→ Passage shown:
If he was any kind of holy man, he liked thin mints. Samoas, a.k.a. Caramel DeLites are gooey, thick, and far too sweet for someone with the austere tastes required of a true man of God.
But didn't Cardinals Shaggy and Scooby find out that the "ghost" of Michelangelo was really Ole Vicar Magoo trying to scare the kids away so he could steal the hidden treasure?
Jamsky
I'm a card-carrying leftie, but, in my heart, I supported the family. I hated the political circus. I was mad at the Cons for trivializing and making a mockery of the issue. I also was mad at my fellow Libs for their knee-jerk approach. The only two Libs that I know of who broke party ranks were columnist Margaret Carlson and Jesse Jackson.
There was no living will and she was not on life support. It wasn't a matter of "pulling the plug." Starving someone to death based on hearsay is barbaric.
Just my two cents.
~Kim
I'm going to miss John Paul II, as well. I had some issues with him (the same you mentioned), but he was a revolutionary. He could only change the status quo so much without a coup. :p
I've always grown up admiring him. My grandmother, who wasn't a Catholic, admired and respected him for his ecumenism, diplomacy, and multiculturalism.

→ Record set:
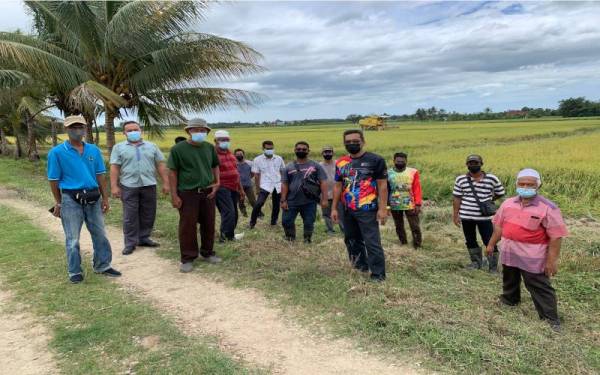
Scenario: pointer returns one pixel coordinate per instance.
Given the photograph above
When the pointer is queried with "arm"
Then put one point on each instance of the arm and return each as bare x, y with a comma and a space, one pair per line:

==

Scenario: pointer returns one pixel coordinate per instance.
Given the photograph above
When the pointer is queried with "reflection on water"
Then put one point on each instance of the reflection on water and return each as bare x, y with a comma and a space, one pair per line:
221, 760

* * *

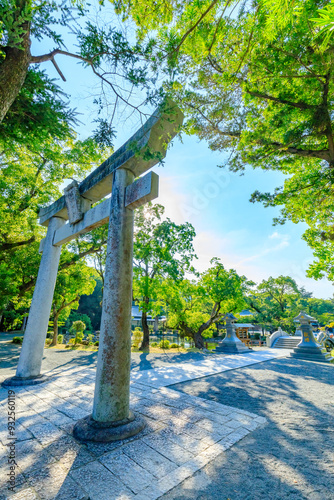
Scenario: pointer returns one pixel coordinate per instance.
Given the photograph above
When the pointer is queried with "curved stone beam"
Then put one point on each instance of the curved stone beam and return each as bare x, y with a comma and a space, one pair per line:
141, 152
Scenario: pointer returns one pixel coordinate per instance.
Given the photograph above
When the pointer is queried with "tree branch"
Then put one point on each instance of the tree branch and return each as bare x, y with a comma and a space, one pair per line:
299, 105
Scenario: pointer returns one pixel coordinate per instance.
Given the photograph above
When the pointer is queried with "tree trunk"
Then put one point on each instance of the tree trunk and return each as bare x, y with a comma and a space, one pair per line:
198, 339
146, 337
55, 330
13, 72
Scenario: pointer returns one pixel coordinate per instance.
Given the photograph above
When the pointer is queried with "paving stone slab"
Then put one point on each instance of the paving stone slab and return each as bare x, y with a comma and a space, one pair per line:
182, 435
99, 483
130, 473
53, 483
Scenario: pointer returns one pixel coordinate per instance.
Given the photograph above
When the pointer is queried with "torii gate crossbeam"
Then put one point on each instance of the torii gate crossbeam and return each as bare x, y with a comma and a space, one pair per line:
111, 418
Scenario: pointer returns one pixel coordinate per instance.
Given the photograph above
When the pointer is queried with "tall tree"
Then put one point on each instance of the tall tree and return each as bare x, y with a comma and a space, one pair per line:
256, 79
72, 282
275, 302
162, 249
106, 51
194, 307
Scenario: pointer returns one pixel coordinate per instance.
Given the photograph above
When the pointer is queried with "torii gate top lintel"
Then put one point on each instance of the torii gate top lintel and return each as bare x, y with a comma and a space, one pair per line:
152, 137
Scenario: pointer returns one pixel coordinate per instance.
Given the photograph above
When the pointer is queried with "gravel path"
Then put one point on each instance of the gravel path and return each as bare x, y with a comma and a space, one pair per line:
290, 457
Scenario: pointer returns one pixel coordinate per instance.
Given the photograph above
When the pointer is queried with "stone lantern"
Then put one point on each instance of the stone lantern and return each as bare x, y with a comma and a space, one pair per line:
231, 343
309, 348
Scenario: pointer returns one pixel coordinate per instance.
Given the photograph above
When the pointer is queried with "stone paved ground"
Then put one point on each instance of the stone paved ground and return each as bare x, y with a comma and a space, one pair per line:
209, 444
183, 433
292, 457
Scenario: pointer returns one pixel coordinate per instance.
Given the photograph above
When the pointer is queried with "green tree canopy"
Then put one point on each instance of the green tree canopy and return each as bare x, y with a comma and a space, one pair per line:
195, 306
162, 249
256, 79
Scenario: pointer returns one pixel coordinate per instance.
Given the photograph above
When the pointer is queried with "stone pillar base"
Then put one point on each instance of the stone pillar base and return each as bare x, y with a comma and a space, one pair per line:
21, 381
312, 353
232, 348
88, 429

→ Required tasks:
(1) Write out the stretch of the comment thread from "Just my two" through "diplomacy, and multiculturalism.".
(2) Extend the comment thread with a new passage that picks up after its final sentence.

→ Outputs by task:
(1)
Just my two cents.
~Kim
I'm going to miss John Paul II, as well. I had some issues with him (the same you mentioned), but he was a revolutionary. He could only change the status quo so much without a coup. :p
I've always grown up admiring him. My grandmother, who wasn't a Catholic, admired and respected him for his ecumenism, diplomacy, and multiculturalism.

(2)
I wore black the day he died.
~Kim
Kim:
I hear ya, re: Schiavo. I also had a few moments of disgust regarding the knee-jerk reaction of a lot of the liberals I know. And I'm definitely a liberal. As much as I would have wanted it to be a matter of black and white rights, it wasn't. It was an astonishingly complicated issue.
But it's interesting to me that, in all of this, the assumption was that it was her husband versus her family. But her husband, by virtue of being her husband, who presumably loved her well enough to keep her alive for a decade before giving up, is her family as well. I'd think this wasn't an easy choice for him, and I'd think he might have known her well enough to be able to reasonably say what choice she would want, had the choice been hers.